Problem:
In the SwarnDB page, what programming language is the engine written in?

Passage shown:
=== Begin Enclosure ===
The vector database that thinks in graphs.
Most teams bolt a vector database to a graph database and then spend their lives keeping the two in sync. Two systems, two copies of the data, two failure modes, and a layer of glue code in between that is always a little out of date.
SwarnDB removes the seam. It is a production-grade engine, written in Rust, where a vector and a graph node are the same object: one identity, one storage path, one crash-recovery path. So a single query can move between what is similar and what is connected without ever leaving the engine.
And if all you want is a fast, accurate vector store, that is exactly what you get out of the box. The graph is opt-in, per collection, ready the moment your problem grows past nearest-neighbor.
In SwarnDB, the id of a vector is the id of its graph node. There is no foreign key, no mirror table, no eventual consistency between two stores. The thing you searched for and the thing you traverse from are literally the same row.
That single decision is what makes a query like this possible: scope by structure, then rank by meaning, in one plan.
from swarndb import SwarnDBClient
with SwarnDBClient(host="localhost", port=50051) as client:
# mode="hybrid" turns on the first-class typed graph.
client.collections.create(
"articles", dimension=384, distance_metric="cosine", mode="hybrid"
)
# The id each insert returns is the node's id. Vector and node are one object.
=== End Enclosure ===
Extracted information:
=== Begin Enclosure ===
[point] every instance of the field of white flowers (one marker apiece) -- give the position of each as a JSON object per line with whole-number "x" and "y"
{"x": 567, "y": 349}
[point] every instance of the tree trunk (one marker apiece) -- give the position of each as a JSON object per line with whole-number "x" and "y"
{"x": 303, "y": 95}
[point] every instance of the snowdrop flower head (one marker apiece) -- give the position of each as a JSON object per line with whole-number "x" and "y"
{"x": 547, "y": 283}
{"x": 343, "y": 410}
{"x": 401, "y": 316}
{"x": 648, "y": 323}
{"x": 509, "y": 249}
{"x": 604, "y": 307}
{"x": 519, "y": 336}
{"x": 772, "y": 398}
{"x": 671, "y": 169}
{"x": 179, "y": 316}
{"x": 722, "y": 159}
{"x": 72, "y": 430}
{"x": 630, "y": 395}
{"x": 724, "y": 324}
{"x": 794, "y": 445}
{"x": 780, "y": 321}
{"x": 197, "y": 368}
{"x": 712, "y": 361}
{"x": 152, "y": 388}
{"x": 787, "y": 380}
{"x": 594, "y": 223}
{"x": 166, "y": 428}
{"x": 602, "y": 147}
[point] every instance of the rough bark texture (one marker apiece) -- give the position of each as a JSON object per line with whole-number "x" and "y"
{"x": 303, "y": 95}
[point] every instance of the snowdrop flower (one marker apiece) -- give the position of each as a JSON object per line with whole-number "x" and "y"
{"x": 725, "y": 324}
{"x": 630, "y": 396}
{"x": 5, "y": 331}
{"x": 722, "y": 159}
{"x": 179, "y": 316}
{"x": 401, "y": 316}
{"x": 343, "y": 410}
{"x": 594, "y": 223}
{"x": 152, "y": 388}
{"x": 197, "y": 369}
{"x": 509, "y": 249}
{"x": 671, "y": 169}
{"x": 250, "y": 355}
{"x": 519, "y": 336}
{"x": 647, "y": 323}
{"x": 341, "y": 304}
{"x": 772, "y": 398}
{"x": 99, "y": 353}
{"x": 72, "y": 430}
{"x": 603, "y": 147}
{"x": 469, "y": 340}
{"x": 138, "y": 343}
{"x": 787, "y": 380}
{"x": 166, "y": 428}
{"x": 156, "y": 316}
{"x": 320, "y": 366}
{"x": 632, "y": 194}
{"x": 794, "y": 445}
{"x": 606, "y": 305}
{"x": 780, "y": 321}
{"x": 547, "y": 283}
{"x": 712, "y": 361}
=== End Enclosure ===
Task answer:
Rust